(Dataset records about object locations)

____________________

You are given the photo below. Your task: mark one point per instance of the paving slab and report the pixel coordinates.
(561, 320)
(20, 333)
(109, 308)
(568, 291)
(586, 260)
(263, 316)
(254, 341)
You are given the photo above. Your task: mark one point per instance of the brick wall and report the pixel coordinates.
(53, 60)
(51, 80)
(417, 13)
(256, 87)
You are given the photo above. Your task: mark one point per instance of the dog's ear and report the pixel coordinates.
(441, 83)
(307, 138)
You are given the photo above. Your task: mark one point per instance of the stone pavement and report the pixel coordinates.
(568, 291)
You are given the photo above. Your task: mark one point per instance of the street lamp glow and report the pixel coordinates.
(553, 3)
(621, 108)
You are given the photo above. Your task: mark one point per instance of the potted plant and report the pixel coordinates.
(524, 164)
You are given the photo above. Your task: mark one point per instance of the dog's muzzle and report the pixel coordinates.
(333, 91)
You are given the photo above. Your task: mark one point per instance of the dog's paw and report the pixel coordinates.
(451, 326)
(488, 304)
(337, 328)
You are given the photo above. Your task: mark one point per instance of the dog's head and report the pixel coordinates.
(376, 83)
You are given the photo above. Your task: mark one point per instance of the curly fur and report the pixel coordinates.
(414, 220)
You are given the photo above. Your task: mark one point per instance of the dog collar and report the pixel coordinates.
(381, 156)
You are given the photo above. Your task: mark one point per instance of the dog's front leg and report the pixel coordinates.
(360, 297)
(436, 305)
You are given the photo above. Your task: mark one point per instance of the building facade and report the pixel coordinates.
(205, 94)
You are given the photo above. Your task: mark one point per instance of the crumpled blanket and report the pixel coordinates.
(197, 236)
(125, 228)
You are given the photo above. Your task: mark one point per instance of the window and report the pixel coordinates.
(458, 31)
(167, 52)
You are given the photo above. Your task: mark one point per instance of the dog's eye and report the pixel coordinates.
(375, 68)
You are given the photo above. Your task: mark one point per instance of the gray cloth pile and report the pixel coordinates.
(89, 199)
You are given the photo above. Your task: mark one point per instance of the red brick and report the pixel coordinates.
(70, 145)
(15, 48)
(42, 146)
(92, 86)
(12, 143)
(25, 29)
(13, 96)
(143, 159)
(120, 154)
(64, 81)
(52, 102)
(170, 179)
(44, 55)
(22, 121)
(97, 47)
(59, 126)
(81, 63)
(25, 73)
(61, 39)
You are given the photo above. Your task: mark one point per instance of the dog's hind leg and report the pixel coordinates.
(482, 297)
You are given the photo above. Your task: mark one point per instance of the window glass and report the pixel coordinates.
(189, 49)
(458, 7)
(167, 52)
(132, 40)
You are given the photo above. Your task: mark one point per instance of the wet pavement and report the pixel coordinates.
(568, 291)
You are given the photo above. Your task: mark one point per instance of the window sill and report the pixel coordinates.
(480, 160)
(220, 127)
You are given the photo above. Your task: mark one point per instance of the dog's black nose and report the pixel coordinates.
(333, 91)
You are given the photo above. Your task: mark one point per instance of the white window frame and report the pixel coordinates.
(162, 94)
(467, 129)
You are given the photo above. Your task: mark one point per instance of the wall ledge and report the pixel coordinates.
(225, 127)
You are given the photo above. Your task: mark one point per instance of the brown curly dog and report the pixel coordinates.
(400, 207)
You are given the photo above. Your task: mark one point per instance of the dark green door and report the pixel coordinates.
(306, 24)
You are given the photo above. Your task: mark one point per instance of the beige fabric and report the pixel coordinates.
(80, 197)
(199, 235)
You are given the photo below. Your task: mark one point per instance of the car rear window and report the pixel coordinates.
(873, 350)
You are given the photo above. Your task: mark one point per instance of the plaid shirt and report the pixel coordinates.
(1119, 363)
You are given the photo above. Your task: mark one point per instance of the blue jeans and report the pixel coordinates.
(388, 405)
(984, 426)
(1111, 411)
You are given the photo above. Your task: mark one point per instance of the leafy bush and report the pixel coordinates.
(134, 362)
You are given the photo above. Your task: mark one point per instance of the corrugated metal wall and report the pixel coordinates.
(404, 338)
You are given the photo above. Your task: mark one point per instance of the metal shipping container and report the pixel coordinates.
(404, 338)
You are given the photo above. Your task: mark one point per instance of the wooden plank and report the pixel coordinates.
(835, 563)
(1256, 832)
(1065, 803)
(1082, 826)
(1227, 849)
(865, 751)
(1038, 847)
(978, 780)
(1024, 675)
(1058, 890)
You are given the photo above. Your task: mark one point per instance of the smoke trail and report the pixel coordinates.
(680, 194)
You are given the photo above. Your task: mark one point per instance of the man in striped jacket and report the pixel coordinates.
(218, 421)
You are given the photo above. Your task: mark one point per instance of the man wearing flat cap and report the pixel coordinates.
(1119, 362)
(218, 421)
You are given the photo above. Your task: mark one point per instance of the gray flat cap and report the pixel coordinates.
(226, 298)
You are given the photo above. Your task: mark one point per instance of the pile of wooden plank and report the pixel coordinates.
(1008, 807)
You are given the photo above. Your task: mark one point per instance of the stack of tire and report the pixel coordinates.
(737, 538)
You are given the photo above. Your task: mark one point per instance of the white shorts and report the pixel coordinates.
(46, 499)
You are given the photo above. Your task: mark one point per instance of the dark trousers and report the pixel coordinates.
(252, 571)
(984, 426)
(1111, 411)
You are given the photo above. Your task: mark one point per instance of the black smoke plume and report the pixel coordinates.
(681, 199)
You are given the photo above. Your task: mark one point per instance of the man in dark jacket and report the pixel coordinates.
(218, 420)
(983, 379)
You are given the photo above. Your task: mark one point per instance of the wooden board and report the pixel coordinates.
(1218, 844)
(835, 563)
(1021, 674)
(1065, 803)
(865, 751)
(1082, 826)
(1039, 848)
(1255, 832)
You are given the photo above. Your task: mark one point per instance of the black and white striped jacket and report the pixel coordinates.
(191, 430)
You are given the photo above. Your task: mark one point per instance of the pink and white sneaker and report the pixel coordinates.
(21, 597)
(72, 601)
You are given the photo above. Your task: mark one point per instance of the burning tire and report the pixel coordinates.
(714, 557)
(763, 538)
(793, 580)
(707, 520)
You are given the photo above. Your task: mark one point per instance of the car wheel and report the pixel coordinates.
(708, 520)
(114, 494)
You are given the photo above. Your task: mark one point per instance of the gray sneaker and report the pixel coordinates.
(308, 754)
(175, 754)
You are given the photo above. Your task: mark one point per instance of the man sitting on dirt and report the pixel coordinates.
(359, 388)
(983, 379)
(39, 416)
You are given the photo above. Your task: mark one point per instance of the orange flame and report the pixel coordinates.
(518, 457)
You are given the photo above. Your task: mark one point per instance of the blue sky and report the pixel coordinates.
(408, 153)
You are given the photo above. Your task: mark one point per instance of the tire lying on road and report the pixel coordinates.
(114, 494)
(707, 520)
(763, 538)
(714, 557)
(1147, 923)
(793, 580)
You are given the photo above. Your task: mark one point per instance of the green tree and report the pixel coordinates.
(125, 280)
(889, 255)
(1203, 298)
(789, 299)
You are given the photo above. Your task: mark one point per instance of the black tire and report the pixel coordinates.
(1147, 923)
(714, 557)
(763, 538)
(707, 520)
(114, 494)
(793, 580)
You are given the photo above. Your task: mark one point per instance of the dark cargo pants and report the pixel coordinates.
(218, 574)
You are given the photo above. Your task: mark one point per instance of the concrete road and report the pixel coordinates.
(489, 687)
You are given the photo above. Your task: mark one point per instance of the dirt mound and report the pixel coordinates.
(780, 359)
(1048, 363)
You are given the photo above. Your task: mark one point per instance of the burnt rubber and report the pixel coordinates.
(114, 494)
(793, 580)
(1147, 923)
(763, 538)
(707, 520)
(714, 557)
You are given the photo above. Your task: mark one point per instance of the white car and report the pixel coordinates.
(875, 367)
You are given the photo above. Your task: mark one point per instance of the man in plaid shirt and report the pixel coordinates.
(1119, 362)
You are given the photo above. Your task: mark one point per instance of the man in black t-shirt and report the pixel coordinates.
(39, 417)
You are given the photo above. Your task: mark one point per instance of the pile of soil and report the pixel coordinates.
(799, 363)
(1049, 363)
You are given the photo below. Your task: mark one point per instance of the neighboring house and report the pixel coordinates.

____________________

• WHAT YOU SHOULD DO
Exactly reproduce the lines that run from the line with "rubber and report the pixel coordinates." through the last line of the records, inclusive.

• REPLY
You are given the photo above. Your task: mark one point per instance of the burnt rubber and report the pixel coordinates.
(114, 494)
(793, 580)
(1147, 923)
(763, 538)
(707, 520)
(714, 557)
You are given the photo above. Your task: mark one point per instance of the white car and report the pixel coordinates.
(875, 367)
You are given the photo above. Your task: mark one point per instance of the man in plaid shirt and report the pixel coordinates.
(1119, 362)
You are given the photo above. Your task: mark one point per instance of the man in black t-shirt and report the pixel coordinates.
(39, 417)
You are given the photo above. Your task: mark one point per instance of the pile of soil and report the pixel coordinates.
(799, 363)
(1049, 363)
You are given the photo below. Your task: mark one point per instance of the neighboring house and report the pixel coordinates.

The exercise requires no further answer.